Region labeling items:
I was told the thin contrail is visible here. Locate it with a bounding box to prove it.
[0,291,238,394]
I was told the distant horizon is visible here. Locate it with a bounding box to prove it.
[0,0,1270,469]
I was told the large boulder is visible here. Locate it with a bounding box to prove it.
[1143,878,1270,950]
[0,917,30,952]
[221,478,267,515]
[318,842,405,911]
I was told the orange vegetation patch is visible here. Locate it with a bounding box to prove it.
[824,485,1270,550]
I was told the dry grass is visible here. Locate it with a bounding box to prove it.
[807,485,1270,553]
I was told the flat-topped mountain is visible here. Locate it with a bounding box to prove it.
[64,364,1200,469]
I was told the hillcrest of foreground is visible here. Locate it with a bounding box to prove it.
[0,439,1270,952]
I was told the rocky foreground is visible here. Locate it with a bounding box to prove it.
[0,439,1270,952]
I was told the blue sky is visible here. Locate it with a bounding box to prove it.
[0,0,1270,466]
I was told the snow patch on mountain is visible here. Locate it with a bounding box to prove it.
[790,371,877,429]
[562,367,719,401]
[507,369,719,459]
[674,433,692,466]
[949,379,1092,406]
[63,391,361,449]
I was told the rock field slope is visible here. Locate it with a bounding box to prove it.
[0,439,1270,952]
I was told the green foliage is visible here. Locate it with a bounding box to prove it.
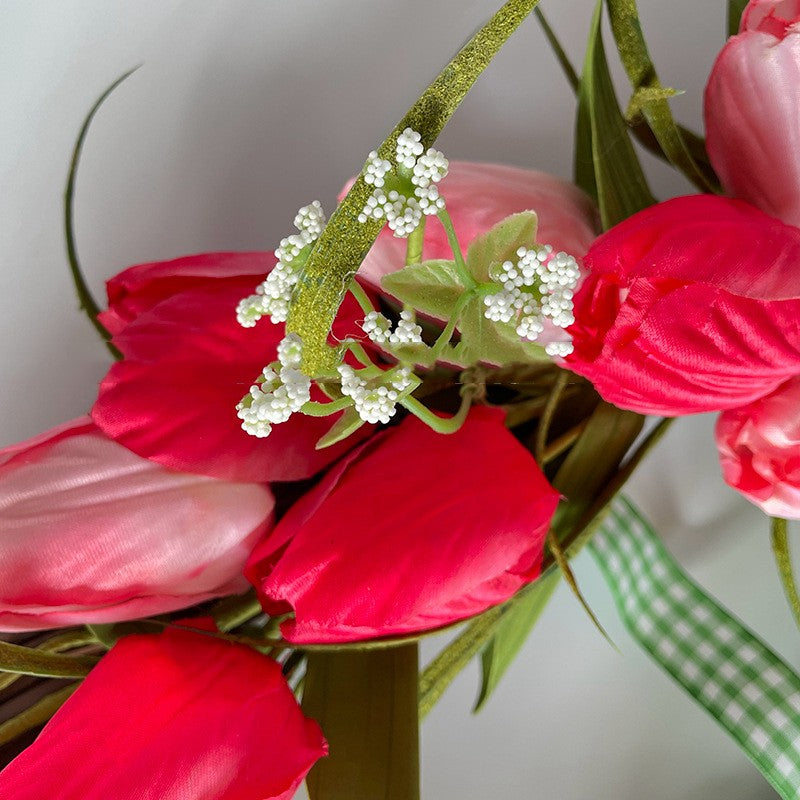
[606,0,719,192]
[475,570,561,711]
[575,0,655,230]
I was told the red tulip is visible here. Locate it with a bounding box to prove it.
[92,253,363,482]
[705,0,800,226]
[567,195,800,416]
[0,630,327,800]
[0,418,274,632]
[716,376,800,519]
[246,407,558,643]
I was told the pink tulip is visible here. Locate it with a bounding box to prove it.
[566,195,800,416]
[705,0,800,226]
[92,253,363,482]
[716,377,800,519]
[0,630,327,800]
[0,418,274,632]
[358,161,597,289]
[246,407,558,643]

==

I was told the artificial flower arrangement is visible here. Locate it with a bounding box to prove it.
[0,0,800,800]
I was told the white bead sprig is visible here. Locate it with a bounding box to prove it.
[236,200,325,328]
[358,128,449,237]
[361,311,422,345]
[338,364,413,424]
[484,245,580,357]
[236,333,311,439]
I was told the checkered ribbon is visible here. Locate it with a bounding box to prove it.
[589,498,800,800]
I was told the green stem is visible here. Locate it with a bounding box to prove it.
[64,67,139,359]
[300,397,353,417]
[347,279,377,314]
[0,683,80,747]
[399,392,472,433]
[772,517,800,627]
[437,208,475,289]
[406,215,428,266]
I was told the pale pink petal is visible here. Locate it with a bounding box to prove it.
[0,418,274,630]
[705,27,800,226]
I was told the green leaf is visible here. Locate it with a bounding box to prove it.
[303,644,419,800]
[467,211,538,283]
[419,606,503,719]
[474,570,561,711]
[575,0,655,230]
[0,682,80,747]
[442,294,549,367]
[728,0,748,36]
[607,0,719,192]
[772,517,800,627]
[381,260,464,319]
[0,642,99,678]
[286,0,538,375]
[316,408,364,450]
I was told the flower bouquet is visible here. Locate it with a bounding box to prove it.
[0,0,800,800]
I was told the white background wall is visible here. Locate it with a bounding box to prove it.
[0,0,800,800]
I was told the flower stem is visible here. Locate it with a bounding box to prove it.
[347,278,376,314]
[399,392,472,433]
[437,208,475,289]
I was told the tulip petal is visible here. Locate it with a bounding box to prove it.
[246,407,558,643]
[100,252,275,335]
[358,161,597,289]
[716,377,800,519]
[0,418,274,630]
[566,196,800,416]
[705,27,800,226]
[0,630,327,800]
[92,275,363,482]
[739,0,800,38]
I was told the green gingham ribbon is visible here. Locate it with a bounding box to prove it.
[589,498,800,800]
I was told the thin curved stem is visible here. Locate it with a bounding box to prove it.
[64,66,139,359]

...

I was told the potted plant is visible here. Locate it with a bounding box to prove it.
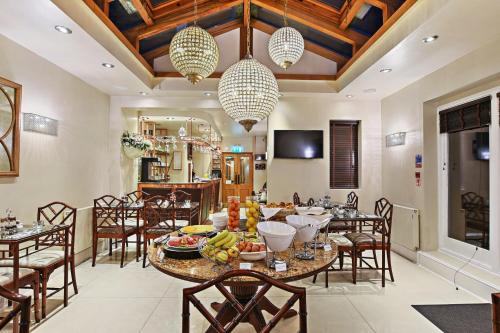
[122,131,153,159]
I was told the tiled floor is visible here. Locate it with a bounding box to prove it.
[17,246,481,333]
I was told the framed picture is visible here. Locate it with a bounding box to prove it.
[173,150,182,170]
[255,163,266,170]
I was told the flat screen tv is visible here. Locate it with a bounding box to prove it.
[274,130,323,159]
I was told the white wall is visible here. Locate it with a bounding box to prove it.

• WORK TO COMPLETE: Reproduce verbatim every line from the one containing "I was told the distant" through the one containing "[318,842,405,911]", including both of those lines.

• SOLUTION TO THIS PROBLEM:
I was told the distant horizon is visible here. Locate it with a bounding box to prove it.
[0,0,1270,469]
I was told the large boulder is visible here. Locate it with a bounding box to prove it.
[1143,878,1270,950]
[0,917,30,952]
[221,478,267,515]
[318,842,405,911]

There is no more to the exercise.